WASHINGTON, OCT 31: When Hurricane Floyd came calling on the Eastern US seaboard last month, an estimated 2 million people fled the coast and drove inland amid hysteria and hilarity in equal measure. As it turned out, the storm swerved away from the mainland and swept past the coast, but the close shave was no laughing matter to millions of relieved motorists who took a u-turn and headed back to their homes. Even the glancing blow took nearly 50 lives and caused damage worth billions.
The incident illustrates the fundamental axiom when it comes to facing natural disaster — run. When nature turns malevolent, you don’t look it in the eye. Hurricanes are to east coast Americans what cyclones are to east coast Indians, a seasonal hazard they must live with — and stay away from. The difference though is that Americans refuse to die with disasters.
While Indians stand and perish in hundreds and thousands, Americans flee for their lives. This despite the more well-entrenched infrastructure andwell-established disaster relief measures. Experts say the difference in approach is understandable. For coastal Indians, the fleeing option is limited by economic compulsions and lack of both private means and state support. Even when the state machinery provides advance warnings, there is a tendency to try and stick it out. There is also the Indian habit of what some would call “beating the red light syndrome” — you know the light has turned but you still want to squeeze past.
In some ways, the US is far more susceptible to cyclones than India is. Each year, on average, 10 major tropical storms (of which six become hurricanes) develop over the Atlantic Ocean, Caribbean Sea, or Gulf of Mexico. Many of these storms remain over the ocean. However, an average of five hurricanes strike the United States coastline every three years. Of these five, two will be major hurricanes, which are storms of category 3 or higher on the Saffir-Simpson scale, which corresponds to hurricanes with winds at or above 111miles per hour. But the advance preparedness in the US happens on, to flog the cliche, a war footing.
The National Oceanic and Atmospheric Administration’s (NOAA’s) Tropical Prediction Center and National Weather Service (NWS) field offices team up with other federal, state, and local agencies; rescue and relief organisations; the private sector; and the news media in a huge warning and preparedness effort. For days before, during, and after the disaster the airways are flooded with warnings, advise, and suggestions.
Needless to say, the American advisories to face natural disaster emergencies are more detailed and thoughtful — hardly the stuff one can overnight educate a fisherman from Ganjam with. For eg. Continue listening regularly to a NOAA Weather Radio or local radio or television stations for updated information. Prepare your property for high wind. Fill your car’s gas tank. Stock up on prescription medications.
In fact, the overall weather awareness and response is vastly different in the twosocieties given the priorities and compulsions of the people. Weather watch has become a growing industry and a pastime in the US. The country has a full time Weather Channel devoted to tracking weather patters all over the country.

________________

== Exercise directions ==
Answer these questions about the hurricane article:
1. About how many people fled the coast when Hurricane Floyd approached?
2. On average, how many hurricanes strike the United States coastline every three years?
3. What full-time channel does the country have for tracking weather patterns?
The data that comes after this text is not needed to answer anything about the text.

________________

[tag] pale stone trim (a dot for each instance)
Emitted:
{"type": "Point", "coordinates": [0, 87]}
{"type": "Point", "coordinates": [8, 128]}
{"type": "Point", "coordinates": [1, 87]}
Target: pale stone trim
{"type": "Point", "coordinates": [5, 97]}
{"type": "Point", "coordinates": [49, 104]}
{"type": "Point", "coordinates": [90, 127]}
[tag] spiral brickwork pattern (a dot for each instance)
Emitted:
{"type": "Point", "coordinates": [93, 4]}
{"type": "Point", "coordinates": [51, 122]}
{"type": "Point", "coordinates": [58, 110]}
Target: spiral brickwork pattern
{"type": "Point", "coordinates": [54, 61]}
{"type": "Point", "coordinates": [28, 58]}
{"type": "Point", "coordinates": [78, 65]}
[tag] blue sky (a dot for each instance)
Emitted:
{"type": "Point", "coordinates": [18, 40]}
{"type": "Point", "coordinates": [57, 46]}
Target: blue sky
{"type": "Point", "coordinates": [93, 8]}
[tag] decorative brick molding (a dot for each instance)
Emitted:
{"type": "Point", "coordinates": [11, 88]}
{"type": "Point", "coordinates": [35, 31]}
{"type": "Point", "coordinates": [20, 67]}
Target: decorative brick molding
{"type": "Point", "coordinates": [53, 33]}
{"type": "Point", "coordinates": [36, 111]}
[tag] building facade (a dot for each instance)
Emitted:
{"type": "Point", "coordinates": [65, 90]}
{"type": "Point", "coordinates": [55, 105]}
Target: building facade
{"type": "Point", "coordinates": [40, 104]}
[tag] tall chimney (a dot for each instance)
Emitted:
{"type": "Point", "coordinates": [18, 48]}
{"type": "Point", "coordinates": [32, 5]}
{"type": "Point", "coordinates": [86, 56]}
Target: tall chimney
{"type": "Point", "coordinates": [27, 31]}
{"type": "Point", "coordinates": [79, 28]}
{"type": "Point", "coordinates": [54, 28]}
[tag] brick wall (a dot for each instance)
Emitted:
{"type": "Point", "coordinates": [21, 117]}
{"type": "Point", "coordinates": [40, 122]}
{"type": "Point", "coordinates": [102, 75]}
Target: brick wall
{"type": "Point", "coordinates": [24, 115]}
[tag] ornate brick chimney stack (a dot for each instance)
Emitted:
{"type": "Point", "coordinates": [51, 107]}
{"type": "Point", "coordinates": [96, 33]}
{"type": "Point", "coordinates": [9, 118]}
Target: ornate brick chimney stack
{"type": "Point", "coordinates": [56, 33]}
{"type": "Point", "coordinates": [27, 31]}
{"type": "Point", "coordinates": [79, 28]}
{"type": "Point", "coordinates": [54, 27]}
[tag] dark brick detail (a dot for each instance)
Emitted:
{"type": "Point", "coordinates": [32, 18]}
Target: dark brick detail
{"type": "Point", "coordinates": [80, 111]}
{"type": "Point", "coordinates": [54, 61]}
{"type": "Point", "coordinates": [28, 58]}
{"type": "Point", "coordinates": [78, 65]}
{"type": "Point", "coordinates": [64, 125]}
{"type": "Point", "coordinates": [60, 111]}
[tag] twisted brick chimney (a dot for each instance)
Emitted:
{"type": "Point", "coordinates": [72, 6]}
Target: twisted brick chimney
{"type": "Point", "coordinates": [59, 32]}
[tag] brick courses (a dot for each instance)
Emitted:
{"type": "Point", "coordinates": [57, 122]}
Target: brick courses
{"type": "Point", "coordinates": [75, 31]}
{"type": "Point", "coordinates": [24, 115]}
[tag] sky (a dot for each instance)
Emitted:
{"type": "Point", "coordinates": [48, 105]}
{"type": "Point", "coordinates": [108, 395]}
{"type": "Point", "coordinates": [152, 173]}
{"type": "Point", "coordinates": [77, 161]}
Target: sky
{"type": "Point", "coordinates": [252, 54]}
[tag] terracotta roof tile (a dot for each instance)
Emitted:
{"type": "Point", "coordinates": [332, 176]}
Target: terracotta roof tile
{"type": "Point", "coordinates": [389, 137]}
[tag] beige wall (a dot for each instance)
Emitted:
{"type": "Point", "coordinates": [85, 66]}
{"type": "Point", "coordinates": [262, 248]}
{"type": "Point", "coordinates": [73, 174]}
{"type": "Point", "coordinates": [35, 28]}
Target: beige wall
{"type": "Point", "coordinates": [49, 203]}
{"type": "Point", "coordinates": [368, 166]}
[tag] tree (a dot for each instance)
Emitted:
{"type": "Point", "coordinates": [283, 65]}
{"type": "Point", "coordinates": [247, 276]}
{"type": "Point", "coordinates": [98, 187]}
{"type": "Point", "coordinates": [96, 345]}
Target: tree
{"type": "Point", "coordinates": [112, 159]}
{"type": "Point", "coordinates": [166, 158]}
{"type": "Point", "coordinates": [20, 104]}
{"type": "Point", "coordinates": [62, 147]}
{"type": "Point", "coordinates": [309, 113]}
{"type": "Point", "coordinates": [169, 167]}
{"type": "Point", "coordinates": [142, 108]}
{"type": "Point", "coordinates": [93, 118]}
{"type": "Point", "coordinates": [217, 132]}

________________

== Response to the task ==
1. An estimated 2 million people.
2. Five.
3. The Weather Channel.